Give back the entries exactly as they read, leaving each image out.
[Exercise material — start]
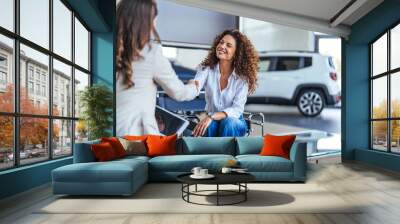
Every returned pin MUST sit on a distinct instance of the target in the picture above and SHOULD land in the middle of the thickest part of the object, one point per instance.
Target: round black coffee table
(238, 179)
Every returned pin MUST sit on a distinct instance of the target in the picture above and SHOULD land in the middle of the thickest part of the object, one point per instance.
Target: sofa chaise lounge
(125, 176)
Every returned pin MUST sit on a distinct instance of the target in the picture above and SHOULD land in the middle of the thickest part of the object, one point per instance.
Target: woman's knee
(231, 126)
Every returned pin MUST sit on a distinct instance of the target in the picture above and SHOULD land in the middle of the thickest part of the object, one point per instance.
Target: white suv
(305, 79)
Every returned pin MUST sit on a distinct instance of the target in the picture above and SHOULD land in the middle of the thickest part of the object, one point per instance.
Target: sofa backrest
(249, 145)
(206, 145)
(254, 144)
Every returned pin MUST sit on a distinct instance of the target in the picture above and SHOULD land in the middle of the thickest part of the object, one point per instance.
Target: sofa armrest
(83, 152)
(298, 155)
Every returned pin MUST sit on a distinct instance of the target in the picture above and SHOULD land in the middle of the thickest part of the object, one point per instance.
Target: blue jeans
(229, 126)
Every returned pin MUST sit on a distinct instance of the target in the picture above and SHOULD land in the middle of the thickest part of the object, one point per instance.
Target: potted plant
(96, 102)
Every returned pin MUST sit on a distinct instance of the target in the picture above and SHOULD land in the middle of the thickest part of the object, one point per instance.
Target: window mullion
(50, 87)
(16, 70)
(389, 94)
(73, 82)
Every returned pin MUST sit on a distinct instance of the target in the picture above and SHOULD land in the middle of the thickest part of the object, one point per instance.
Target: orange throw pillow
(161, 145)
(103, 152)
(277, 145)
(116, 145)
(135, 138)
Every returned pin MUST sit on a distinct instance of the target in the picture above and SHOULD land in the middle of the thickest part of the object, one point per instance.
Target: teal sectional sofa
(125, 176)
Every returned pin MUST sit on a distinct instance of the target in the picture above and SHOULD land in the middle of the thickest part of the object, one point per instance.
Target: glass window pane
(81, 131)
(395, 135)
(34, 78)
(395, 47)
(395, 94)
(35, 21)
(379, 135)
(62, 89)
(81, 81)
(184, 61)
(6, 74)
(62, 29)
(62, 138)
(6, 142)
(379, 98)
(33, 140)
(81, 45)
(7, 14)
(379, 56)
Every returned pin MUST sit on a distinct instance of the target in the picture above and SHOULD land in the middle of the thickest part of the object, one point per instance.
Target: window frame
(16, 114)
(388, 74)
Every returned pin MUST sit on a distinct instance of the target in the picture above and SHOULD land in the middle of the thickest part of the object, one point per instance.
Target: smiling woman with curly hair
(228, 74)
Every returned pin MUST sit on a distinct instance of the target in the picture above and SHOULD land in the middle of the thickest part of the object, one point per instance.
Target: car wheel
(310, 102)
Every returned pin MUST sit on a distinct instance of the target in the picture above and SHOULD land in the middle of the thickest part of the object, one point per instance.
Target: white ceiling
(314, 15)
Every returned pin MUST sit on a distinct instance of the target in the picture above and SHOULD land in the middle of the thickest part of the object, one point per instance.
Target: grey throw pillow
(136, 147)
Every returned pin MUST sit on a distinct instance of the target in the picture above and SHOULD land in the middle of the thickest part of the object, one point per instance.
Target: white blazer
(136, 105)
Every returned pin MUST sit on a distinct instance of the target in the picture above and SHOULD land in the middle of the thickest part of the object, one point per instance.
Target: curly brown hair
(134, 29)
(245, 60)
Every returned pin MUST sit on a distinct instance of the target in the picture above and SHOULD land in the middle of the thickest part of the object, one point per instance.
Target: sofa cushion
(257, 163)
(116, 145)
(161, 145)
(83, 152)
(103, 152)
(185, 163)
(208, 145)
(249, 145)
(111, 171)
(134, 147)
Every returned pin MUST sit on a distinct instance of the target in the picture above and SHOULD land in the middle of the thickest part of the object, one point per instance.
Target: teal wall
(355, 111)
(99, 16)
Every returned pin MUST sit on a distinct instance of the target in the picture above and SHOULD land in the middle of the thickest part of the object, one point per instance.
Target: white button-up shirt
(230, 100)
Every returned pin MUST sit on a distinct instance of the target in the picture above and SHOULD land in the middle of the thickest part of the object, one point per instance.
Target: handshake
(195, 82)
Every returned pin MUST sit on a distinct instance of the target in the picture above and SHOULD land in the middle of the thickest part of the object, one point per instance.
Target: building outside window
(30, 87)
(55, 136)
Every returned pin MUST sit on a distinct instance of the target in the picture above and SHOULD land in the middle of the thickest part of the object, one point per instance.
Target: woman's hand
(202, 126)
(195, 82)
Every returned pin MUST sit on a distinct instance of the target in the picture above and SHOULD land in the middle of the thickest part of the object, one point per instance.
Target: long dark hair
(134, 30)
(245, 60)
[Exercise material — finish]
Answer section:
Every returned pin MUST sit on a distinct instance of the target in the picture above and SHOULD land in the middle of the thickest part of the object, one point per instance.
Target: round black coffee table
(238, 179)
Every returned pin MUST sit on a distinct instance of the target in the picture above and SHOULD land in the middle of the thickest part of the object, one point per instance.
Target: sofa chaise lounge
(125, 176)
Every returned pin MUST sit on a distinct instance of the target in the picture above and SHOULD land in the middle of the thickest part of the object, one point per instance.
Target: woman's knee
(231, 126)
Every returned pin MUST sit on a distinct instance of the target in the picture above and SHOULD land in the middle of the thickest part of the object, one point per instance.
Target: white suv
(305, 79)
Every returned pin MUST sit on a distinct instance of the target in the picture above and SHOULD land in the middle of the thickest part of the object, one point per instance.
Target: sofa backrest
(249, 145)
(206, 145)
(254, 144)
Every returned pin MUST sit on a distinct instance of the target in the picture above and SHOULD land in the middle of the thickest part of the object, one point per instance.
Target: sofa armrest
(83, 152)
(298, 155)
Every returned pin MUST sit on a distinct instance of the target in the picture above and SHOULD land in the middle of the thickest part of the object, one point per instance.
Target: blue jeans
(229, 126)
Every returned pin MUST sit on a distinct instance of the target in the picture above and SHOULD land in the middle of the thickest part of the object, one point per instance.
Target: potted plant
(96, 102)
Every returned pin MUST sit on a distinct instance of the target in the picture above and SHOULD land in the middle of the thickest part of the object, one point per instance.
Target: window mullion
(50, 87)
(16, 70)
(389, 94)
(73, 82)
Every returned pin MUST sit on a distinct instance of the target in the picture above and SHOULD land in the middle of the thickest part of the object, one point per instance.
Target: orange throw pillow
(161, 145)
(103, 152)
(277, 145)
(116, 145)
(135, 138)
Every returned pin MUST sit on a distinct instance of the target in the picture above and SHOULD land in the middle of the thickest part of the object, one point per instance.
Target: teal sectional sofa
(125, 176)
Every returned pin MUST sit on a distinct instance of the target in the picture above and SHOULD land in the middle of the thickest part of the object, one point per instance.
Target: glass window pane
(81, 131)
(395, 135)
(34, 78)
(395, 47)
(395, 94)
(35, 21)
(379, 135)
(62, 89)
(81, 81)
(184, 61)
(6, 74)
(62, 29)
(62, 138)
(6, 142)
(379, 98)
(33, 140)
(81, 45)
(7, 14)
(379, 56)
Every returned pin MUST sit on a distinct instance of the target in the picture above and SHOULD land in the middle of the thickest part of the object, one point per instance.
Target: window frame
(16, 114)
(388, 74)
Every returned pin MUST sit on a distinct instance of the target in the picture above and SHOULD land in the middle of the thickest part of the object, one point per instance.
Target: smiling woman with curly hair
(228, 74)
Every returned pin MUST sit on a distinct instance of the target in the picture above and SHOULD land in the middle of the thickest part of the object, one point per instance.
Target: car wheel
(310, 102)
Every returned pin MUST sit on a distinct instance of the target in the picture above and SHOULD land in the middle of the thickest part of the object, one point per instance.
Target: white ceiling
(314, 15)
Every returned pin MUST sit on a distinct instance of the target in the picture above and SHOULD land in the middle of the thickest part of the object, one point per instance.
Target: grey throw pillow
(136, 147)
Every returned pin MUST sit on a distinct instance of the target in the picture above and SHOULD land in the middle of the thickest part of the object, one point per instance.
Target: white blazer
(136, 105)
Every returned pin MUST sit on a distinct instance of the target in the picture above and SHOULD land in the middle of the thickest part of the object, one point per instance.
Target: curly brown hair
(134, 29)
(245, 60)
Every returned pin MUST sit on a distinct instance of the target in the picture above and SHOULD land in the middle of the thickest part of the object, one point per instance.
Target: sofa cushion
(257, 163)
(116, 145)
(161, 145)
(83, 152)
(103, 152)
(185, 163)
(208, 145)
(249, 145)
(111, 171)
(134, 147)
Every returned pin MUST sit on a distinct instance of the target in the picture above and SHOULD land in the middle of the thickest part of the object, one point per instance.
Target: teal wall
(355, 111)
(99, 16)
Every returned pin MUST sit on a distinct instance of the target in the picture above and SHOULD land in the middle of the thickest part of the object, one point per instance.
Target: white button-up shirt
(230, 100)
Every returned pin MUST sit on a distinct instance of the target in the picture above and SHOULD land in the middle of the thickest part of the object, one point per instance.
Target: handshake
(195, 82)
Every returned pin MUST sit on a distinct instance of the target in the picture above and SHOULD land in the middle of the thickest part of the object, one point per instance.
Target: building outside window
(30, 87)
(55, 136)
Every returned pin MUST sit on a distinct instance of the target in the picture above and SHOULD land in the middle of the thickest part of the object, one point per instance.
Target: woman's hand
(202, 126)
(195, 82)
Every returned pin MUST sit on a distinct instance of the target in the picture above and SHOULD land in the middle of the thickest part of the object, one point per instance.
Target: long dark hair
(134, 30)
(245, 60)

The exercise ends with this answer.